The subtleties of red tape – Dr Richard Grant

A free and prosperous society is marked by red tape that binds government and officials far more than its citizens. The more red tape, the more authoritarian and dysfunctional rulers are. The Catch 22 is when ‘the people’ demand government do more for them, automatically giving those in power greater influence over their lives. While subsidies like the Basic Income Grant are vital given half the population is jobless, they also create a habit of dependency, which eventually kills innovation and entrepreneurship. We have our Constitution that constrains rule makers with so-called ‘good red tape”, thus protecting citizens. Unfortunately, it cannot kick-start the economy, only constrain those who ride roughshod over human rights. Unshackling the economy begins with fewer constraints on business, not more, certainly not those that enrich a small elite of the well-connected whose disadvantage is long forgotten. They thrive on red tape entangling less fortunate brethren. – Chris Bateman

Red tape has two sides

By Dr Richard Grant* 

It might be hard to imagine that ‘red tape’ could be your friend. Although we never actually see the red ribbon or tape that was once used to bind government documents, we do see the ponderous power of its spirit when experienced as in the Britannica Dictionary definition: “A series of actions or complicated tasks that seem unnecessary but that a government or organisation requires you to do in order to get or do something.”

Dr Richard Grant

Who does not have a suppressed memory of the stress, frustration and wasted time that so often come with the need to deal with a government bureaucracy to obtain a document, or to get something done? Who has not asked, “Can’t we just cut through all this red tape?” I can certainly commiserate. But be careful what you wish for.

Those old red ribbons or tape that bound those documents were merely a physical manifestation of the existence of law. Although the king might have been absolute in his power, he would keep that power only through a set of rules that would constrain the subsidiary power and reach of those who acted in his name. Throughout the ages, each government officer or bureaucrat has had his own personal desires and interests that could be quite different from those of the legitimate government leaders or of the ‘will of the people’. The rules imposed on them by the king or parliament serve not only to ensure that the king’s will would be done by the bureaucrats, but also to protect the king’s subjects from the personal whims of those same bureaucrats.

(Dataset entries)
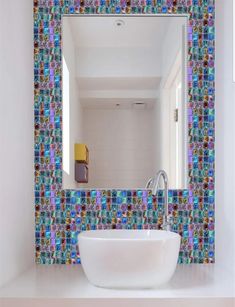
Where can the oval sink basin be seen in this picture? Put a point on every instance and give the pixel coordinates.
(129, 258)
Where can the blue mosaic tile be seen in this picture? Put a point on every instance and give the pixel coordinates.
(61, 214)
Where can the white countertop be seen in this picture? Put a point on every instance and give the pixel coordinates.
(69, 281)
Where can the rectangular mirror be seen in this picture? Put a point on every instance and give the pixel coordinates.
(124, 101)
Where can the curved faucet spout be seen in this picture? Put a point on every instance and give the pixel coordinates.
(166, 218)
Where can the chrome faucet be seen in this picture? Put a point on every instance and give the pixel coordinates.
(149, 183)
(167, 219)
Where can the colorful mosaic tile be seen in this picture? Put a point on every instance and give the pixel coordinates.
(61, 214)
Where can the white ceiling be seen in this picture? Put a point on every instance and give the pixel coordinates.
(118, 63)
(100, 32)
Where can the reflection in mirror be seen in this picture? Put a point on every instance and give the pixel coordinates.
(124, 109)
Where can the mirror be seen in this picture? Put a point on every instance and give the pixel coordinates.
(124, 101)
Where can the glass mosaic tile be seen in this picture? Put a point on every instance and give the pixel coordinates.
(61, 214)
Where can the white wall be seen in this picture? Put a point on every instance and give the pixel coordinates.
(170, 59)
(118, 62)
(16, 138)
(225, 137)
(120, 145)
(75, 116)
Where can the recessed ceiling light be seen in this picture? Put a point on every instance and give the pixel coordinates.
(119, 23)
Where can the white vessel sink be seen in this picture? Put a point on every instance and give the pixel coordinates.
(129, 258)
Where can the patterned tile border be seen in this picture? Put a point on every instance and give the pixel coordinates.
(61, 214)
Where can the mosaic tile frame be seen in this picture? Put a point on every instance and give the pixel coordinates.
(61, 214)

Work request — Copy out the entire article on red tape word for word, from its title through its final sentence. None of the records is needed for this work.

Problem solution —
The subtleties of red tape – Dr Richard Grant

A free and prosperous society is marked by red tape that binds government and officials far more than its citizens. The more red tape, the more authoritarian and dysfunctional rulers are. The Catch 22 is when ‘the people’ demand government do more for them, automatically giving those in power greater influence over their lives. While subsidies like the Basic Income Grant are vital given half the population is jobless, they also create a habit of dependency, which eventually kills innovation and entrepreneurship. We have our Constitution that constrains rule makers with so-called ‘good red tape”, thus protecting citizens. Unfortunately, it cannot kick-start the economy, only constrain those who ride roughshod over human rights. Unshackling the economy begins with fewer constraints on business, not more, certainly not those that enrich a small elite of the well-connected whose disadvantage is long forgotten. They thrive on red tape entangling less fortunate brethren. – Chris Bateman

Red tape has two sides

By Dr Richard Grant* 

It might be hard to imagine that ‘red tape’ could be your friend. Although we never actually see the red ribbon or tape that was once used to bind government documents, we do see the ponderous power of its spirit when experienced as in the Britannica Dictionary definition: “A series of actions or complicated tasks that seem unnecessary but that a government or organisation requires you to do in order to get or do something.”

Dr Richard Grant

Who does not have a suppressed memory of the stress, frustration and wasted time that so often come with the need to deal with a government bureaucracy to obtain a document, or to get something done? Who has not asked, “Can’t we just cut through all this red tape?” I can certainly commiserate. But be careful what you wish for.

Those old red ribbons or tape that bound those documents were merely a physical manifestation of the existence of law. Although the king might have been absolute in his power, he would keep that power only through a set of rules that would constrain the subsidiary power and reach of those who acted in his name. Throughout the ages, each government officer or bureaucrat has had his own personal desires and interests that could be quite different from those of the legitimate government leaders or of the ‘will of the people’. The rules imposed on them by the king or parliament serve not only to ensure that the king’s will would be done by the bureaucrats, but also to protect the king’s subjects from the personal whims of those same bureaucrats.